## TEXTO DE PARTIDA
---
En los últimos tiempos, la palabra «diálogo» ha irrumpido en la actualidad como una especie de poción mágica que justifica el acercamiento entre los gobiernos de Cataluña y España. La maniobra ha sido recibida con gestos dispares entre aquellos que respaldan la independencia. Si se me permite la brocha gorda, diría que unos lo consideran una forzosa oportunidad mientras que otros lo entienden como una traición inaceptable. Me temo que esta escisión no responde tanto a una percepción neutral de los hechos como a la guerra de posiciones que mantienen los dos sectores hegemónicos del independentismo. Percibo también una sensación general de desánimo, incluso de nihilismo, que ha hecho cundir el desapego hacia el teatro gubernamental.

Existe un diálogo protocolario, casi propagandístico, que se ha escenificado ante las cámaras con apretones de mano y declaraciones milimetradas diseñadas para rellenar titulares de prensa. Pero sobre todo, existen diálogos subterráneos, más discretos y fluidos, en los que se abordan los nudos cotidianos de las negociaciones. Hay una raza de dialogantes a la sombra a los que llamamos «fontaneros» en una metáfora que equipara la política con las redes de saneamiento. Es lo mínimo que puede esperarse en un Estado cuya constitución fue redactada durante sobremesas informales en el restaurante Casa Manolo de Madrid.
---
## DATOS PROPORCIONADOS

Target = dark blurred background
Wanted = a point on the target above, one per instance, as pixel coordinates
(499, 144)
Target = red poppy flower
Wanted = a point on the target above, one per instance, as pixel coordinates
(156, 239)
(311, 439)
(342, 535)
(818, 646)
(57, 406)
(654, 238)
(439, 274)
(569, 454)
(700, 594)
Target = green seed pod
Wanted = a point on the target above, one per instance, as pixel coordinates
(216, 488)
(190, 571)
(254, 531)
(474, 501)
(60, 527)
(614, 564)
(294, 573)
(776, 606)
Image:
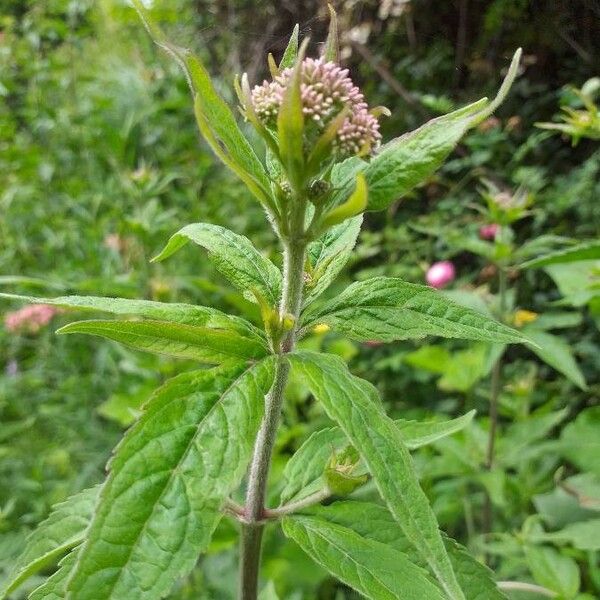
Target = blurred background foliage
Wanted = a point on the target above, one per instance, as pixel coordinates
(100, 162)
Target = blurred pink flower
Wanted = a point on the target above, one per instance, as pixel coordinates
(489, 231)
(29, 319)
(440, 274)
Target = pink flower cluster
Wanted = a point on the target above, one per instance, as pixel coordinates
(29, 319)
(326, 90)
(440, 274)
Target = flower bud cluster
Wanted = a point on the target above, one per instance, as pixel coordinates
(325, 90)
---
## TAREAS A REALIZAR
• 1. Responde con datos del texto sobre el diálogo entre los gobiernos de Cataluña y España:
(a) ¿Cómo reciben el diálogo los dos grupos de partidarios de la independencia?
(b) ¿Qué nombre reciben los dialogantes a la sombra?
(c) ¿Dónde se redactó la constitución del Estado?
• 2. Convierte en una lista breve el párrafo del texto sobre el diálogo entre los gobiernos de Cataluña y España que empieza por «Existe un diálogo protocolario» sin perder sus datos principales.
• 3. Prosigue el texto sobre el diálogo entre los gobiernos de Cataluña y España a partir de su última oración.

## RESPUESTAS ESPERADAS
• 1.
(a) Unos lo consideran una forzosa oportunidad y otros lo entienden como una traición inaceptable.
(b) Se les llama «fontaneros».
(c) Se redactó durante sobremesas informales en el restaurante Casa Manolo de Madrid.

• 2.
- Hay un diálogo protocolario, casi propagandístico, escenificado ante las cámaras con apretones de mano y declaraciones milimetradas pensadas para los titulares.
- Sobre todo hay diálogos subterráneos, más discretos y fluidos, donde se tratan los nudos cotidianos de las negociaciones.
- A quienes dialogan a la sombra se les llama «fontaneros», una metáfora que equipara la política con las redes de saneamiento.
- Es lo mínimo esperable en un Estado cuya constitución se redactó en sobremesas informales en el restaurante Casa Manolo de Madrid.

• 3.
No está mal recordar que el PSOE recelaba del diálogo con formaciones independentistas hasta que cayó en la cuenta de que aquella era la única forma de sostener su ejecutivo. Pedro Sánchez, que se lo había jugado todo a la carta de Ciudadanos, vio cómo los apóstoles de Albert Rivera se derrumbaban en cada cita electoral y muchos de sus votantes corrían a refugiarse en la ultraderecha. No es de extrañar que ahora el Partido Popular invite al presidente a que se trague sus propias palabras: «con el único partido que no vamos a entablar diálogo es con Bildu».

Uno puede estar dispuesto a aceptar que la voluntad negociadora del PSOE es sincera. Dentro de sus reducidos márgenes de acción, el Gobierno español ha desatascado algunos enredos que con Rajoy hubieran sido inexpugnables. El indulto de presos catalanes. El acercamiento de presos vascos. También es cierto que las grandes promesas electorales del sanchismo permanecen en un largo limbo de incumplimientos. La derogación de la reforma laboral. La derogación de la Ley Mordaza. El balance es insuficiente. Lo malo es que al otro lado ha crecido una oposición tan monstruosa, un neofranquismo tan furioso y desacomplejado, que cualquier alternativa a Sánchez parece el peor de los infiernos.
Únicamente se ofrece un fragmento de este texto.